§ **Your goal**:
Reproduce the listing below verbatim, starting at its first line and ending with the line that contains "[291,312,341,422]", both included. Omit the pictures from the reproduction.

§ **Provided data**:
[Begin]

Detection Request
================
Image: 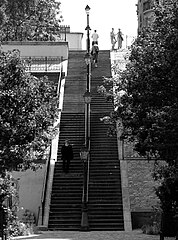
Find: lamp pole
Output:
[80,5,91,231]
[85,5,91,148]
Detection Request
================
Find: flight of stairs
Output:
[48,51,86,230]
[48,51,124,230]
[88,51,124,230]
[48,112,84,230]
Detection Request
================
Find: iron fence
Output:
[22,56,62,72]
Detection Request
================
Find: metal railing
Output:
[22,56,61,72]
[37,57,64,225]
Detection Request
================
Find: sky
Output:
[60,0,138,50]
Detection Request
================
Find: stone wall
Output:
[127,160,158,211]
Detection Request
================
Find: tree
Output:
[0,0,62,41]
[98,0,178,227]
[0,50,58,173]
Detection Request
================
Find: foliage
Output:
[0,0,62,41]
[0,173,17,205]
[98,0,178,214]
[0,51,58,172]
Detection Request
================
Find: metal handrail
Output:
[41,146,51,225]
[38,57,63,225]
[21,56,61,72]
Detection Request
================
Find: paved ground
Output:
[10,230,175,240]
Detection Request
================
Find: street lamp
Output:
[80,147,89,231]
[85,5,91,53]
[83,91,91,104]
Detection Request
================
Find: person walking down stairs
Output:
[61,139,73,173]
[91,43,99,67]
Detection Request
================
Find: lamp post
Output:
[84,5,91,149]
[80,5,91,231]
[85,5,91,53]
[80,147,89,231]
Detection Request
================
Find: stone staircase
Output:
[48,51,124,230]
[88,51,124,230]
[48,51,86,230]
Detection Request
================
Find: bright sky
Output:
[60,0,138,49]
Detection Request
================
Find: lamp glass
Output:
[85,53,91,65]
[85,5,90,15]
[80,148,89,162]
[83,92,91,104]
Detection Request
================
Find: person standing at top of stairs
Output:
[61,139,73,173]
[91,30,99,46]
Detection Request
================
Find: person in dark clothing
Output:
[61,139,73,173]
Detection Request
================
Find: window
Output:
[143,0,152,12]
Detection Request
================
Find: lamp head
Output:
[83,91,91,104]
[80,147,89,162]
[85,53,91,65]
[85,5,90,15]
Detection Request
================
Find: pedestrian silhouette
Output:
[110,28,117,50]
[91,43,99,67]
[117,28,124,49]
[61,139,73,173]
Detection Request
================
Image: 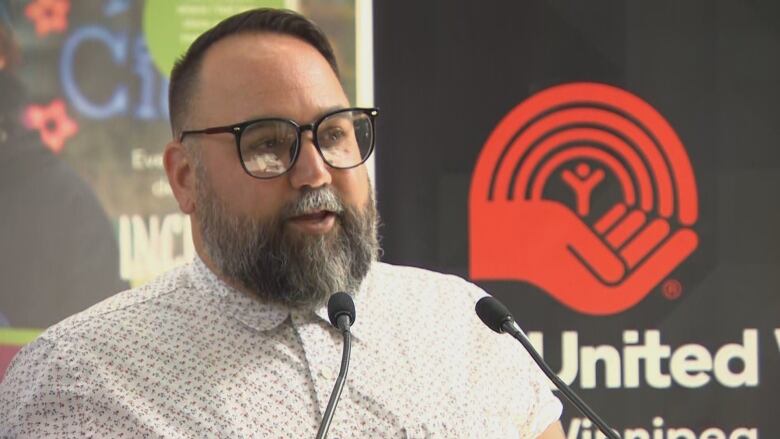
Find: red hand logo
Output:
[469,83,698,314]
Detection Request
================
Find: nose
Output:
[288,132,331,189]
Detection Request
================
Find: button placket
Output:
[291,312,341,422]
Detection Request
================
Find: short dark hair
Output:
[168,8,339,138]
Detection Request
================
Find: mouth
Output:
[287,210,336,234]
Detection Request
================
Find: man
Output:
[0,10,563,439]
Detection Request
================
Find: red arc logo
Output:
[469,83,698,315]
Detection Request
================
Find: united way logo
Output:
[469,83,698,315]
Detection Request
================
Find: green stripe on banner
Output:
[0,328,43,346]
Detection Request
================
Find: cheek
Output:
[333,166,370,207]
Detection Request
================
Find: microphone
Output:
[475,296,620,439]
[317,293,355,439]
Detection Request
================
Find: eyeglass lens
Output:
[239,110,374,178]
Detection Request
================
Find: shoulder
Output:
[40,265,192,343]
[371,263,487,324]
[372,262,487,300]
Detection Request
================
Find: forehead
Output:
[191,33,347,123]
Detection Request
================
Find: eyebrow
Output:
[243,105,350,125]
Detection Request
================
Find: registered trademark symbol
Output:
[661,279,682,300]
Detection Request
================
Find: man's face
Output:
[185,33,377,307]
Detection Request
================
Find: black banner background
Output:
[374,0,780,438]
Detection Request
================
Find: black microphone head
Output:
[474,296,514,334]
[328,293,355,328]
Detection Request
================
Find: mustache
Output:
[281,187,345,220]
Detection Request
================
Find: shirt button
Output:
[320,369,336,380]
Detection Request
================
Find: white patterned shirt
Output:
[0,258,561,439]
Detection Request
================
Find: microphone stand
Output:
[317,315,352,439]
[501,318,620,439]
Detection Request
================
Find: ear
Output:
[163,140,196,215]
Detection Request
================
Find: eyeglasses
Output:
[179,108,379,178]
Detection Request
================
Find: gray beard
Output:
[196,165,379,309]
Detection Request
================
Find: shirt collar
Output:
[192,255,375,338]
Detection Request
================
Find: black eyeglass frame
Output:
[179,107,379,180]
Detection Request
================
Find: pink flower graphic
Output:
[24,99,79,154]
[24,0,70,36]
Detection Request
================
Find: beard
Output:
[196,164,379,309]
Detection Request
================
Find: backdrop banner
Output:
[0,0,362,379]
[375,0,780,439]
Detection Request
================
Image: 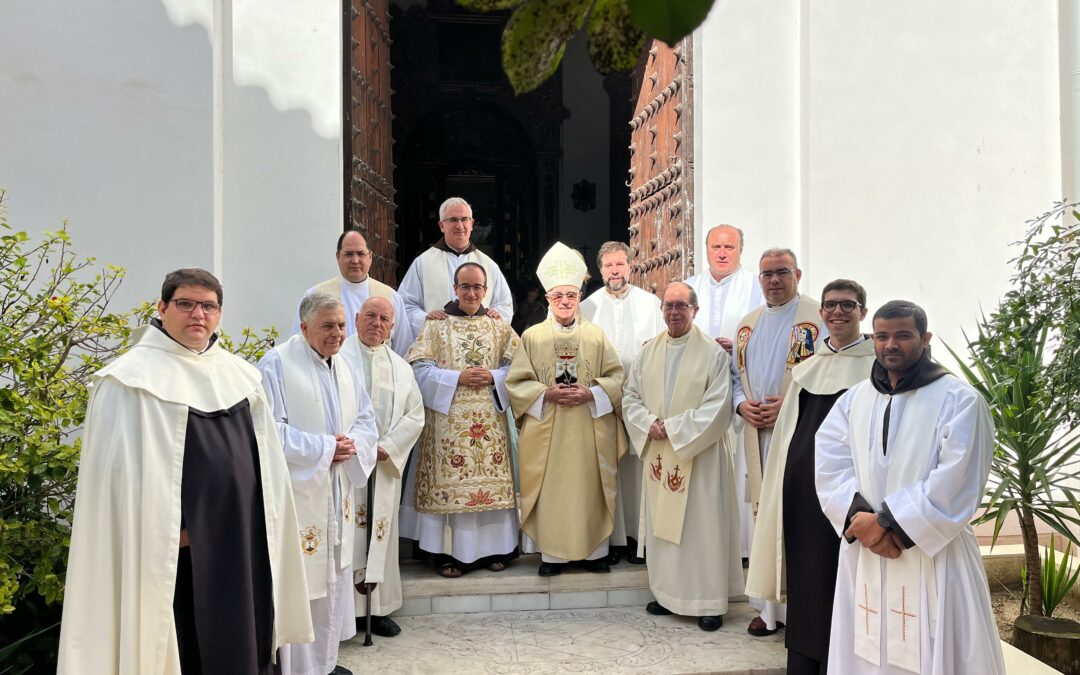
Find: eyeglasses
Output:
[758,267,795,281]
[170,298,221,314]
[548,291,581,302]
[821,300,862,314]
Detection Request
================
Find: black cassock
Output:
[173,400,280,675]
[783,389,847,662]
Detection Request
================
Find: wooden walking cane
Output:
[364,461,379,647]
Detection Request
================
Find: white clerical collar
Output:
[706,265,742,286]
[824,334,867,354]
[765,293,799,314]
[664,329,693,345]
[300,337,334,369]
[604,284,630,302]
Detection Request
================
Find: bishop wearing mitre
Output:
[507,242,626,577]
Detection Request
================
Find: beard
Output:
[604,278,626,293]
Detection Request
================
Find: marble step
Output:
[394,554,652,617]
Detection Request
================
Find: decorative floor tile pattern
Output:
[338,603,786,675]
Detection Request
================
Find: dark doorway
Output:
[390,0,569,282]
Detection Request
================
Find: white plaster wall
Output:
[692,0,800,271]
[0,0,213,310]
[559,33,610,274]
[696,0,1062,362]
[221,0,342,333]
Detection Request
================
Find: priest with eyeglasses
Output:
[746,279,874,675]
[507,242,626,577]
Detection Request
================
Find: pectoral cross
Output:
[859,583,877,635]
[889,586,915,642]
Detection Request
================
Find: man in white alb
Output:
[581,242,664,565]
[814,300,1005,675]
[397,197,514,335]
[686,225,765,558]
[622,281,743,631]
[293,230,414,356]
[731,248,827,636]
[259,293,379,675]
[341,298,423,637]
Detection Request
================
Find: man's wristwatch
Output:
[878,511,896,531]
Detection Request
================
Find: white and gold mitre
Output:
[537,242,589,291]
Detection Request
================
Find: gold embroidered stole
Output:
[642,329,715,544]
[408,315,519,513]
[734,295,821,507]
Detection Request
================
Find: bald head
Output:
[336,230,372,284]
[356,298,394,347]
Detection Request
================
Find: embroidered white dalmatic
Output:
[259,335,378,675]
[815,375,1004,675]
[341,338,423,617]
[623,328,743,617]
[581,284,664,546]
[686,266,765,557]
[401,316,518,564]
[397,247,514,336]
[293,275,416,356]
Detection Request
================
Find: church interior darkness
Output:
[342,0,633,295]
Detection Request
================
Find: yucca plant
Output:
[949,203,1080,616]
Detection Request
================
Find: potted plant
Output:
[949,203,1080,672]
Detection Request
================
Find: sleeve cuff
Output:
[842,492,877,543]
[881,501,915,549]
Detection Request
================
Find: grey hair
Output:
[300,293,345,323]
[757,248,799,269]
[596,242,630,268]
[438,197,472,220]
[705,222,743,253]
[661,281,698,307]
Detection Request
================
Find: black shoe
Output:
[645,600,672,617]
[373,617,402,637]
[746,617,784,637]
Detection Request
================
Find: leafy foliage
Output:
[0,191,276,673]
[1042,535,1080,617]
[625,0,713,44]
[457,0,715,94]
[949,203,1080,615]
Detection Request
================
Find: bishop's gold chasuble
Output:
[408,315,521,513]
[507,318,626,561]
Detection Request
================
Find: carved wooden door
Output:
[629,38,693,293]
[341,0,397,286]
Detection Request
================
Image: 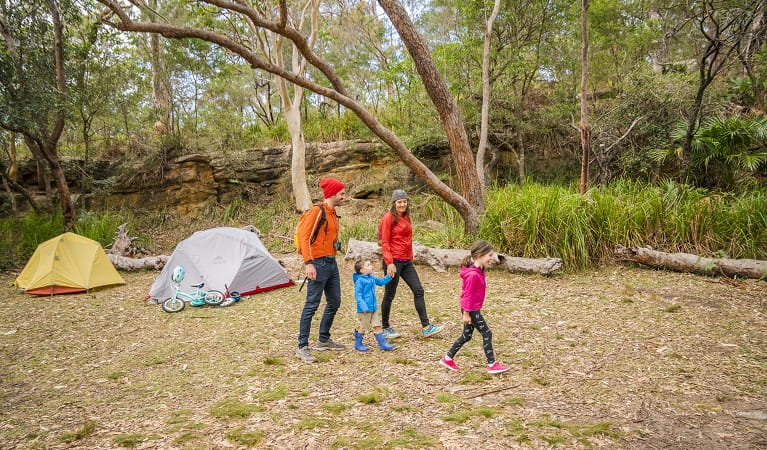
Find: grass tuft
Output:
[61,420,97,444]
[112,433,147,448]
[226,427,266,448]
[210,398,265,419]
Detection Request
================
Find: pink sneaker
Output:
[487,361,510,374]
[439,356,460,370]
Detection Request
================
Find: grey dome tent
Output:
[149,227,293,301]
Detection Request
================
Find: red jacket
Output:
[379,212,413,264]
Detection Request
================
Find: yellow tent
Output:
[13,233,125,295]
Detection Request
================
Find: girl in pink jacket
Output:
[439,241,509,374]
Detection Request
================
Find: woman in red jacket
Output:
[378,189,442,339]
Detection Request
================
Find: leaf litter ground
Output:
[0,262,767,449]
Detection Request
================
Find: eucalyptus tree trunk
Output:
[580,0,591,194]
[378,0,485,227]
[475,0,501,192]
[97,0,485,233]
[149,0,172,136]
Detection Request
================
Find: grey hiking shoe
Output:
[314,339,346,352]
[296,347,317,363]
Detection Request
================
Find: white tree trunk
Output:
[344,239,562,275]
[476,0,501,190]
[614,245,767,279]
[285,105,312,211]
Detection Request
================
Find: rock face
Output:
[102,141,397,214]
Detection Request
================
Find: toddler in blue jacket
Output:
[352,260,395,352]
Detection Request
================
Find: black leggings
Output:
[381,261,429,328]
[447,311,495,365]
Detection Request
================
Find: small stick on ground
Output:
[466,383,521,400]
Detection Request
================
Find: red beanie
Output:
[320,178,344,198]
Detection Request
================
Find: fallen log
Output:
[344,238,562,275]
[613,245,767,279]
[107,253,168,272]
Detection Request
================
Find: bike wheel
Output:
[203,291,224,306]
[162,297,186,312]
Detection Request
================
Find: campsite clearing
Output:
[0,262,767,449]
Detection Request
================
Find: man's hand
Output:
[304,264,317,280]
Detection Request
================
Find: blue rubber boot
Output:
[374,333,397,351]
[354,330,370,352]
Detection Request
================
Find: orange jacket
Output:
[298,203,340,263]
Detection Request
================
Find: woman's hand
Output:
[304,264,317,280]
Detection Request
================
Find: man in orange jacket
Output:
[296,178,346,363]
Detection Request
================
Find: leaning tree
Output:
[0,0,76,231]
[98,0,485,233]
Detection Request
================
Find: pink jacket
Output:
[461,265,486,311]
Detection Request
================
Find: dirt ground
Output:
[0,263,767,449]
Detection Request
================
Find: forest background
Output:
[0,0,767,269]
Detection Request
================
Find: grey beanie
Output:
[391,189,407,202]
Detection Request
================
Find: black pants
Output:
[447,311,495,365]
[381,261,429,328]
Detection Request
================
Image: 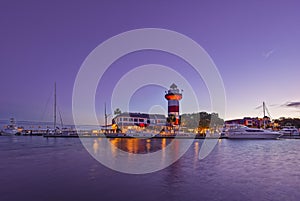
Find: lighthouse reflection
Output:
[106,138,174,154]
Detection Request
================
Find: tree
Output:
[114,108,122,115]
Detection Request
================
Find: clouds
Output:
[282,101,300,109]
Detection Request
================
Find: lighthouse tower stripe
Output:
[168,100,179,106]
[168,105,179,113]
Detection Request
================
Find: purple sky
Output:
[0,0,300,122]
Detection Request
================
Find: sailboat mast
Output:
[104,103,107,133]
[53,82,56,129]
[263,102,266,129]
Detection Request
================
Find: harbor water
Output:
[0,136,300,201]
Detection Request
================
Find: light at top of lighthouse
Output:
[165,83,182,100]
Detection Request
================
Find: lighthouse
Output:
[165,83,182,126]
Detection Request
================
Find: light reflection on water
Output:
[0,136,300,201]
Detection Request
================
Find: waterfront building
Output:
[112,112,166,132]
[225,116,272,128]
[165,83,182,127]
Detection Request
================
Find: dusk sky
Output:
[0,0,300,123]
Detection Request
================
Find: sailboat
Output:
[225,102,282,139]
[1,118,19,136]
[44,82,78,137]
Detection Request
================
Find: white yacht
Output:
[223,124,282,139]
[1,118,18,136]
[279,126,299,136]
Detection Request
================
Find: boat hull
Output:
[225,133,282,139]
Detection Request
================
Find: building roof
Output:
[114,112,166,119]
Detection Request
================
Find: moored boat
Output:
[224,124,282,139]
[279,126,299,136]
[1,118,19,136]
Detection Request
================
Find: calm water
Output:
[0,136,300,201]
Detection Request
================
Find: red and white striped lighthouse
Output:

[End]

§ **Correct result**:
Detection Request
================
Image: 
Find: lamp pole
Output:
[80,5,91,231]
[85,5,91,148]
Detection Request
================
Find: flight of stairs
Output:
[48,51,86,230]
[48,51,124,230]
[88,51,124,230]
[48,112,84,230]
Detection Request
================
Find: iron fence
Output:
[22,56,62,72]
Detection Request
================
Find: metal railing
Output:
[22,56,61,72]
[37,57,64,225]
Detection Request
================
Find: sky
Output:
[60,0,138,50]
Detection Request
================
Find: stone wall
Output:
[127,160,158,211]
Detection Request
================
Find: tree
Output:
[0,0,62,41]
[98,0,178,227]
[0,50,58,173]
Detection Request
================
Find: foliage
Output:
[0,0,62,41]
[0,173,17,205]
[98,0,178,214]
[0,51,58,172]
Detection Request
================
Find: metal handrail
Output:
[41,146,51,225]
[38,57,63,225]
[21,56,61,72]
Detection Request
================
Find: paved ground
Output:
[10,230,175,240]
Detection Request
================
Find: street lamp
Output:
[80,147,89,231]
[85,5,91,53]
[83,91,91,104]
Detection Request
================
Find: person walking down stairs
Output:
[61,139,73,173]
[91,43,99,67]
Detection Request
================
Find: lamp post
Output:
[84,5,91,149]
[80,5,91,231]
[85,5,91,53]
[80,147,89,231]
Detection Request
================
Find: stone staircase
Output:
[48,51,124,230]
[88,51,124,230]
[48,51,86,230]
Detection Request
================
Find: bright sky
Output:
[60,0,138,49]
Detection Request
================
Find: lamp glass
Output:
[85,53,91,65]
[85,5,90,15]
[80,148,89,162]
[83,92,91,104]
Detection Request
================
Find: person standing at top of stairs
Output:
[61,139,73,173]
[91,30,99,46]
Detection Request
================
Find: person in dark clothing
Output:
[61,139,73,173]
Detection Request
================
Find: window
Output:
[143,0,152,12]
Detection Request
================
Find: lamp head
Output:
[83,91,91,104]
[80,147,89,162]
[85,53,91,65]
[85,5,90,15]
Detection Request
================
Find: pedestrian silhouette
Output:
[110,28,117,50]
[91,43,99,67]
[117,28,124,49]
[61,139,73,173]
Detection Request
================
Image: 
Find: red hand logo
Output:
[469,83,698,314]
Detection Request
================
Find: nose
Output:
[288,132,331,189]
Detection Request
================
Find: button placket
Output:
[291,312,341,422]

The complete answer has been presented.